— START —
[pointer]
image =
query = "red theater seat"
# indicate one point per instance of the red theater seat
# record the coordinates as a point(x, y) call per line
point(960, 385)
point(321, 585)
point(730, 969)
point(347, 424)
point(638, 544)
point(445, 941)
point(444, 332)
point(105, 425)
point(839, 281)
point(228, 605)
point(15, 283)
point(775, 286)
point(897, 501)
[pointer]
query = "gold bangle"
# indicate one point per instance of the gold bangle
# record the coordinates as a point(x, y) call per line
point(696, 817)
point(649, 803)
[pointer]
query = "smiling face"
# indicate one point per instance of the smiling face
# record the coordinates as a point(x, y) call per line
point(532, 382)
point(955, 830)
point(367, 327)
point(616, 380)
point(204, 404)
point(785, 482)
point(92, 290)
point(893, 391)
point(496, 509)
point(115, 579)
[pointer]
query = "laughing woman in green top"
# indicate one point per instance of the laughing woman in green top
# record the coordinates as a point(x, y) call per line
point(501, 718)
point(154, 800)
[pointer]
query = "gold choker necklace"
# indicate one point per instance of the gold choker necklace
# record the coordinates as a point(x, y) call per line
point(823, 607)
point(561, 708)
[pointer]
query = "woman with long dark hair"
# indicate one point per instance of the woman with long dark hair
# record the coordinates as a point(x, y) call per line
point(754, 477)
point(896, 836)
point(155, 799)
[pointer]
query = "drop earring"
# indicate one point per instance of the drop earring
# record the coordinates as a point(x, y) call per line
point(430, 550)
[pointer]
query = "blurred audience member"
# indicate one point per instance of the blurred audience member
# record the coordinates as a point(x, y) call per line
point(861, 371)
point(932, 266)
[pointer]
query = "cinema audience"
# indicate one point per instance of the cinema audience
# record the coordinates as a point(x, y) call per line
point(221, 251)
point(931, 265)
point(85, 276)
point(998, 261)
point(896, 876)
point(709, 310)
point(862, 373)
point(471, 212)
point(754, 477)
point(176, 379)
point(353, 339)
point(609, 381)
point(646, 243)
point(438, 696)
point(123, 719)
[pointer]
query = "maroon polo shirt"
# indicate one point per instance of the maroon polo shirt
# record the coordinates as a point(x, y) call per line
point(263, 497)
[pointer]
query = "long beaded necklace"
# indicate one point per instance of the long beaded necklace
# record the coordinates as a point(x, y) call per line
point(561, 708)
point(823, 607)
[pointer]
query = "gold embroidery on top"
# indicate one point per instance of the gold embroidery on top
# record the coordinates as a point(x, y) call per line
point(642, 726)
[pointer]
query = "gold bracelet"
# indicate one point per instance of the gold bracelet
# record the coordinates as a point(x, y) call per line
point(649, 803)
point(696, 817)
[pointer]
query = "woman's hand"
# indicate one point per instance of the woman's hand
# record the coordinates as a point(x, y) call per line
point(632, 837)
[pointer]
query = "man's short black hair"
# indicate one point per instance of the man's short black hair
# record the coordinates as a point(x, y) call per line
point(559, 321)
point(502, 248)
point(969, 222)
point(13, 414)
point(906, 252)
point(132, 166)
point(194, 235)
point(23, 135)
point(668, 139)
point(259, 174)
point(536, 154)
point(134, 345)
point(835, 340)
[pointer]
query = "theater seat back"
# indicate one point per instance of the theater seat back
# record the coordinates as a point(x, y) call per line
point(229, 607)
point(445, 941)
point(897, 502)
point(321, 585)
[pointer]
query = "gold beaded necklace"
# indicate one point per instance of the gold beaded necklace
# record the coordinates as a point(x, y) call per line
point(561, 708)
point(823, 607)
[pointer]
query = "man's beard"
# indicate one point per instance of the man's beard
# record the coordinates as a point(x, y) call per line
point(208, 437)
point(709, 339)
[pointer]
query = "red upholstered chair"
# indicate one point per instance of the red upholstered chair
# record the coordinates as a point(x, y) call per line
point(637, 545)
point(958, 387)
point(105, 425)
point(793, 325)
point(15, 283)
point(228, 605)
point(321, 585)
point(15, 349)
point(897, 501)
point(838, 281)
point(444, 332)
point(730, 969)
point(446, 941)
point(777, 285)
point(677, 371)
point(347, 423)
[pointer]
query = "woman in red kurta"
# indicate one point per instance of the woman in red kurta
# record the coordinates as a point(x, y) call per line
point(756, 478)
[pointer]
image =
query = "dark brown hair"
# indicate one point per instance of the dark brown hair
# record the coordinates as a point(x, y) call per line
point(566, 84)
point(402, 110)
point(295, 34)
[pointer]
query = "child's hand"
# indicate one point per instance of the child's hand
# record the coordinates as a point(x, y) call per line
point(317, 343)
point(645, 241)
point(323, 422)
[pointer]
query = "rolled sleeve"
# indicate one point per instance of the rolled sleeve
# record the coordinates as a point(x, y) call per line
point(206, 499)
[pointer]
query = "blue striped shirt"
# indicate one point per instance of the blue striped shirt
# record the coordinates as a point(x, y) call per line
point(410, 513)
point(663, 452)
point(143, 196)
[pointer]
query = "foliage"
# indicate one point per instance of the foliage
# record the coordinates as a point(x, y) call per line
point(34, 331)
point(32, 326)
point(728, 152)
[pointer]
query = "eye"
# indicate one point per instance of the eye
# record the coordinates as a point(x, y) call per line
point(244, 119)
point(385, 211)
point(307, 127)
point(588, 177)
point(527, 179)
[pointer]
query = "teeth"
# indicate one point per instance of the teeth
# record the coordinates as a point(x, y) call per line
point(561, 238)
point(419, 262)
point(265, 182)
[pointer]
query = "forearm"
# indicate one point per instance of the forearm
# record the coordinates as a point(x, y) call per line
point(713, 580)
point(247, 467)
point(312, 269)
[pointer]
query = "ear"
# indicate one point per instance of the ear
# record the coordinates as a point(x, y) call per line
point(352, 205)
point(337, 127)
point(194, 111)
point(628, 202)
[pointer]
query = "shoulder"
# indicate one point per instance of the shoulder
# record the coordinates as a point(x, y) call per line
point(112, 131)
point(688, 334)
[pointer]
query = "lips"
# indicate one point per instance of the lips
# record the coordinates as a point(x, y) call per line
— END —
[Exercise description] The entries above must be returned exactly.

[Output of the task]
[pointer]
image =
query = "red theater seat"
# indicate one point per instance of the red theater seat
# record the coordinates as a point(x, y) call per line
point(960, 385)
point(321, 585)
point(730, 969)
point(347, 424)
point(638, 544)
point(445, 941)
point(444, 332)
point(105, 425)
point(839, 281)
point(228, 605)
point(15, 283)
point(775, 286)
point(897, 501)
[pointer]
query = "gold bangle"
# indicate one point per instance of the gold bangle
# record the coordinates as a point(x, y) call per line
point(696, 817)
point(649, 803)
[pointer]
query = "smiling face"
# indicate one point per instance of the smiling face
# record the coordinates as a point(x, y) call per line
point(532, 382)
point(955, 830)
point(367, 327)
point(616, 380)
point(204, 404)
point(785, 482)
point(92, 290)
point(893, 391)
point(496, 509)
point(115, 579)
[pointer]
query = "laughing woman in green top"
# indicate one point per instance of the laughing woman in green top
# record the coordinates as a point(x, y) call per line
point(501, 718)
point(154, 800)
[pointer]
query = "gold choker necklace"
# indicate one point per instance of the gold choker necklace
# record the coordinates as a point(x, y) call per line
point(823, 607)
point(561, 708)
[pointer]
query = "woman with long dark hair"
# indicate one point per instance of the woman with long dark hair
# record the coordinates as a point(x, y) call per line
point(754, 477)
point(896, 836)
point(155, 799)
[pointer]
query = "drop earring"
# indicate one point per instance of the drop earring
# record the coordinates as a point(x, y) call per line
point(430, 550)
[pointer]
query = "blurred audience member"
# indicate one point per instance of the blurred audience member
# record the coordinates as a point(x, y) call per line
point(861, 371)
point(932, 266)
[pointer]
query = "cinema audience"
# indicate one point per instance of the cinema audience
# record the coordinates as a point(x, y) call per line
point(221, 251)
point(931, 265)
point(85, 276)
point(998, 261)
point(896, 876)
point(709, 310)
point(862, 373)
point(471, 212)
point(754, 477)
point(176, 379)
point(353, 339)
point(609, 381)
point(646, 243)
point(438, 696)
point(123, 719)
[pointer]
query = "maroon polo shirt"
# indicate one point per instance of the maroon polo shirt
# record the coordinates as a point(x, y) call per line
point(263, 497)
[pointer]
query = "long beaded necklace"
# indicate one point per instance of the long beaded necklace
# record the coordinates as a point(x, y) call per line
point(561, 708)
point(823, 607)
[pointer]
query = "gold embroidery on top"
# indicate one point per instance of the gold embroidery on top
# record the coordinates as a point(x, y) call per line
point(642, 726)
[pointer]
query = "gold bracelet"
# indicate one point per instance of the gold bracelet
# record the coordinates as a point(x, y) call per line
point(649, 803)
point(696, 817)
[pointer]
query = "woman's hand"
# indicate one point per instance of the woman's hand
# record the coordinates as a point(x, y) call per line
point(632, 837)
[pointer]
query = "man's short black hair"
# indicate one point per instance of the man's short black hair
# record the coordinates as a point(x, y) call per line
point(559, 321)
point(502, 248)
point(969, 222)
point(13, 414)
point(906, 252)
point(132, 166)
point(194, 235)
point(23, 135)
point(668, 139)
point(259, 174)
point(536, 154)
point(134, 345)
point(835, 340)
[pointer]
query = "theater seat back"
# indicate one point per instance of the theater seat back
# record the coordinates as a point(x, y) call per line
point(229, 607)
point(445, 941)
point(897, 502)
point(321, 585)
[pointer]
query = "gold beaded necklace"
# indicate one point per instance of the gold beaded necklace
# record the coordinates as a point(x, y) call per line
point(561, 708)
point(823, 607)
[pointer]
query = "man's beard"
# indicate one point per instance of the man's beard
# record the coordinates as a point(x, y) call per line
point(208, 437)
point(709, 339)
[pointer]
query = "red upholstered chair"
# indicate one point per instance of the red upholstered chair
# record the coordinates as a point(x, y) call per line
point(637, 545)
point(958, 387)
point(105, 425)
point(793, 325)
point(15, 283)
point(228, 605)
point(321, 585)
point(15, 349)
point(897, 501)
point(838, 281)
point(444, 332)
point(730, 969)
point(446, 941)
point(777, 285)
point(677, 371)
point(347, 423)
[pointer]
query = "woman in red kurta"
# indicate one point per instance of the woman in red kurta
# record the coordinates as a point(x, y) call per line
point(756, 478)
[pointer]
image =
query = "dark brown hair"
# indicate one point per instance of the dark brown hair
# record the coordinates as a point(x, y) call per line
point(566, 84)
point(402, 110)
point(295, 34)
[pointer]
query = "child's hand"
# indicate one point per instance of the child's hand
# record the coordinates as a point(x, y) call per line
point(317, 343)
point(645, 241)
point(323, 422)
[pointer]
query = "rolled sleeve"
# indicate one point per instance of the rolled sleeve
# record the coordinates as a point(x, y) call per line
point(206, 499)
[pointer]
query = "blue striped shirt"
# indicate one point per instance of the blue striped shirt
# record the coordinates as a point(x, y) call per line
point(410, 513)
point(663, 452)
point(143, 196)
[pointer]
query = "foliage"
# indicate one point per instance of the foliage
# record the coordinates as a point(x, y) call per line
point(34, 331)
point(32, 326)
point(728, 152)
[pointer]
query = "eye"
# indicate one point per instance of the eye
# record the coordinates as a point(x, y) call per line
point(244, 119)
point(385, 211)
point(307, 127)
point(588, 177)
point(527, 179)
[pointer]
query = "teeth"
# indicate one point per instance of the teeth
# record the coordinates as a point(x, y) call per line
point(561, 238)
point(419, 262)
point(265, 182)
[pointer]
query = "forearm"
# indicate one point per instance of the forearm
# record the coordinates as a point(x, y) call per line
point(713, 580)
point(247, 467)
point(312, 269)
[pointer]
query = "ear"
# indicate one point per instance of the ear
# record the coordinates as a point(x, y) call per line
point(352, 205)
point(337, 127)
point(194, 111)
point(628, 202)
[pointer]
query = "shoulder"
# indicate one point per instance of the shoulder
# record the coordinates as a point(x, y) call per line
point(112, 131)
point(688, 334)
[pointer]
query = "lips"
# indicate one point per instance of the lips
# record the coordinates as a point(x, y) call per line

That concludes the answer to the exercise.